(Stored data entries)
════

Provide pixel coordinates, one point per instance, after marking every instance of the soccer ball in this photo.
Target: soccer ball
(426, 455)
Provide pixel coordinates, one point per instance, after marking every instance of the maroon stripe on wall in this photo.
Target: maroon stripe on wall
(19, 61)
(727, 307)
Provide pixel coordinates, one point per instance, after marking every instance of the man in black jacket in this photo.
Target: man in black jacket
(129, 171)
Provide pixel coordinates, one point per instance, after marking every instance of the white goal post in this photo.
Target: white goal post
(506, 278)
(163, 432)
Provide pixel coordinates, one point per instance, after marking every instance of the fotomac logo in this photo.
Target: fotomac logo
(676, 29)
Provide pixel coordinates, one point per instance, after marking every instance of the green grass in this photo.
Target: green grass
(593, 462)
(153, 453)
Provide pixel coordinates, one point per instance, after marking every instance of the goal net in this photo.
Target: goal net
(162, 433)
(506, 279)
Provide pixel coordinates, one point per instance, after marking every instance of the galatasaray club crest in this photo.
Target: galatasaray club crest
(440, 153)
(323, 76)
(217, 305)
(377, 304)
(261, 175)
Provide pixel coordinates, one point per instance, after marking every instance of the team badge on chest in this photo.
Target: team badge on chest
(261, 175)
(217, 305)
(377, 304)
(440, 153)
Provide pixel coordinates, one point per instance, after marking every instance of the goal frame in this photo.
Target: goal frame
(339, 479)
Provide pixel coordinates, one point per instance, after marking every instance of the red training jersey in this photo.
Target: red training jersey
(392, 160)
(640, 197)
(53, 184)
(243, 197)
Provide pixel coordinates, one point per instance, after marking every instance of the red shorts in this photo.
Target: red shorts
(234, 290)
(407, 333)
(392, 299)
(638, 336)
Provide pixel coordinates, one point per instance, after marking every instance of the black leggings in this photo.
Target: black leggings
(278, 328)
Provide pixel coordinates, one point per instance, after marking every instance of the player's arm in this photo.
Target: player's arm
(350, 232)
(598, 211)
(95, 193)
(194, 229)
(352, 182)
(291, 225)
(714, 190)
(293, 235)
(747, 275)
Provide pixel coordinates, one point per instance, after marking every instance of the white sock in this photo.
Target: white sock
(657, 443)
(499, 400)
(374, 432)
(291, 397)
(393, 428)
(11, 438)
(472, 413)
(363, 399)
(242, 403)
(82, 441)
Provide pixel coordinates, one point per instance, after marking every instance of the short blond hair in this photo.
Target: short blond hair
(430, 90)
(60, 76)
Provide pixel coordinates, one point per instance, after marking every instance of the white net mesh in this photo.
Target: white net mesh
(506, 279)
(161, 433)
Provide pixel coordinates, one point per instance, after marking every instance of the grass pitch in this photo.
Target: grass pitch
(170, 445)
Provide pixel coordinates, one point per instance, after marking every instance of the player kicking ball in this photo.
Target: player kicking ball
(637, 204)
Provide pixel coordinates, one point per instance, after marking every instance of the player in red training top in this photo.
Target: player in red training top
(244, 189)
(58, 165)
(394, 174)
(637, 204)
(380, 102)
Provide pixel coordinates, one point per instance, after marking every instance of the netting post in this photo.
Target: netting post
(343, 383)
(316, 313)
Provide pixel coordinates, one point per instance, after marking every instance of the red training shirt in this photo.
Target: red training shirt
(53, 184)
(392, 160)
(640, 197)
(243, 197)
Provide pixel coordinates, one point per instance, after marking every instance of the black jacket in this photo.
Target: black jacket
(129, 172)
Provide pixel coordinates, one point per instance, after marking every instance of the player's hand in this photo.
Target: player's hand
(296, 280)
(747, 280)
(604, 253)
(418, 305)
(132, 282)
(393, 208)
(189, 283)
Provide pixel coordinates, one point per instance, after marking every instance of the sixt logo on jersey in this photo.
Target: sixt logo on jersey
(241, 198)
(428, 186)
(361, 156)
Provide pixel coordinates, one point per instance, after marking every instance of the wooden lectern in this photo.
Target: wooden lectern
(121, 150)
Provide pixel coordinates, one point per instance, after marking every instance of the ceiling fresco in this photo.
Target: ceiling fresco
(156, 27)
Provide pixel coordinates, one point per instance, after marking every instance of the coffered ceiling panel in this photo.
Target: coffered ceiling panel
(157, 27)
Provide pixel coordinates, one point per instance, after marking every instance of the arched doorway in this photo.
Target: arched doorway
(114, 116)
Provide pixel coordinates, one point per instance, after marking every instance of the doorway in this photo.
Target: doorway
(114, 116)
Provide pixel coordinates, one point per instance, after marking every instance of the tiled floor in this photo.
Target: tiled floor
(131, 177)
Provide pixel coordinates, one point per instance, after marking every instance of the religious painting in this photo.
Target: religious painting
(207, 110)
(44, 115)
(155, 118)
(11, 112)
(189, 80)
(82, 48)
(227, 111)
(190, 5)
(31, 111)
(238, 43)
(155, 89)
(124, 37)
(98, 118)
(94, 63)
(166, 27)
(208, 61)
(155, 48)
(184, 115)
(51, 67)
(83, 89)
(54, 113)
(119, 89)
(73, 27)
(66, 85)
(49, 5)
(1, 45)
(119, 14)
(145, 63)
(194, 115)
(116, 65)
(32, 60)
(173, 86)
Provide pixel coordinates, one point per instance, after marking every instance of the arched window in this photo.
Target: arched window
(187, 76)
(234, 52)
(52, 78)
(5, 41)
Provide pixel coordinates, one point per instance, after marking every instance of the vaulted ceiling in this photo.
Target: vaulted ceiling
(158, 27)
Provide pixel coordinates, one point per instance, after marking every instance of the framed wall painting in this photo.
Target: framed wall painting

════

## TASK GOAL
Give the exact lines, and only those, from the line containing "Target: player's arm" through the line containing "sock in this photo." in the entries above.

## EXERCISE OUTPUT
Target: player's arm
(350, 232)
(598, 211)
(95, 193)
(194, 229)
(352, 182)
(291, 225)
(714, 190)
(293, 235)
(747, 275)
Provide pixel coordinates, one point per instance, after marking every instance of the white sock in this photo.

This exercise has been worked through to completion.